══ Dataset
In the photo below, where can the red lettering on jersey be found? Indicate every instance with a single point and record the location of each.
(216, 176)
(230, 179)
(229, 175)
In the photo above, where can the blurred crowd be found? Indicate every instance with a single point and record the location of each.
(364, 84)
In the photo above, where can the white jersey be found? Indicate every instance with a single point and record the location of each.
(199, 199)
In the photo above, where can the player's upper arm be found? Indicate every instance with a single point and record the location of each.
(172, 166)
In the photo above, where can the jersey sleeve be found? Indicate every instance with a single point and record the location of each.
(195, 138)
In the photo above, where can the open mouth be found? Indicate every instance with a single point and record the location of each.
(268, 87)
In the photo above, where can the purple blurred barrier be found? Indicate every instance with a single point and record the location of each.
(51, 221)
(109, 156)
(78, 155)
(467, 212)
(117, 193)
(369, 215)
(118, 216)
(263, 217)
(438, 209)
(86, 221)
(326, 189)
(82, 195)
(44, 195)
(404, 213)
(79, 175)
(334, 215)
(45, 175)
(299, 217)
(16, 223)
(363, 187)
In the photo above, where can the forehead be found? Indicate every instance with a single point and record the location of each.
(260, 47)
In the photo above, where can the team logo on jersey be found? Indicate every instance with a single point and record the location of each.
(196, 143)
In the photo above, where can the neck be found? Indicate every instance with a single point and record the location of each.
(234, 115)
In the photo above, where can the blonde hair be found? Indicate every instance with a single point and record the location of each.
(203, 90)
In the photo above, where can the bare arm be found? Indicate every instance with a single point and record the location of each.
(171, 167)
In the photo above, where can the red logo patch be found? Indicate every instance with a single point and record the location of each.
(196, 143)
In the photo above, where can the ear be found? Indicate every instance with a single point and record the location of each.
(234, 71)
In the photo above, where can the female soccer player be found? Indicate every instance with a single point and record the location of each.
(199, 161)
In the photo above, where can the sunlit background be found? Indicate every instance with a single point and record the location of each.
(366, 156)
════
> _Directions for this task_: Arrange the entries above as a two-column CSV whose header row is input,output. Give one row per entry, with the entry's text under input and its answer under output, each in a single quoted field with line breaks replaced by spaces.

> _Answer to the problem_:
input,output
"In the photo below, where can the red lettering on jersey be found? Indicate every instance with a single point and record the location of each.","(216, 176) (230, 179) (229, 175)"
"In the photo above, where can the blurred crowd be found? Indicate every instance with a single point and record the location of each.","(364, 84)"
"In the photo above, where can the white jersey be found? Indicate every instance with a single point and record the location of each.","(199, 199)"
"In the photo above, where can the player's upper arm be found? Indicate every instance with a single point and record the location of each.","(172, 166)"
"In the photo above, where can the jersey sleeve be found? Indicate every instance with a single point and record the location of each.","(195, 138)"
"In the photo above, where can the open mouth be found? Indicate every instance with a single point and record the location of each.","(268, 87)"
"In the photo above, where can the purple blurred barrier be found? Indicate every instance with a single point and record the location of each.","(51, 221) (109, 156) (78, 155) (467, 212) (117, 193) (369, 215) (118, 216) (263, 217) (438, 209) (86, 221) (326, 189) (82, 195) (44, 195) (404, 213) (79, 175) (334, 215) (45, 175) (299, 217) (16, 223) (363, 187)"
"In the photo above, where can the forehead be found? Indicate every instance with a single point and record the location of each.","(260, 47)"
"In the photo above, where can the team logo on jersey be found? Indicate every instance with a single point and record the location of each.","(196, 143)"
"In the photo above, where can the neck be found? Indicate every instance with a single point and record the location of each.","(234, 115)"
"In the photo above, where can the blonde hair be found? Indicate every instance with a single point and record the location of each.","(203, 90)"
"In the photo above, where can the bare arm be found? Indicate every instance with a single point and record the location of each.","(171, 167)"
"In the photo above, where can the red logo patch be found? Indicate every instance with a single point and record the location of each.","(196, 143)"
"In the photo above, where can the ear be found? Indicate every instance with a single point and record the location of each.","(234, 71)"
"In the photo above, where can the female soccer player be found? Indicate every instance with a single point and record the location of each.","(199, 161)"
"In the photo above, where can the sunlit background be found? Indicate every instance with a single point and record the location of each.","(366, 156)"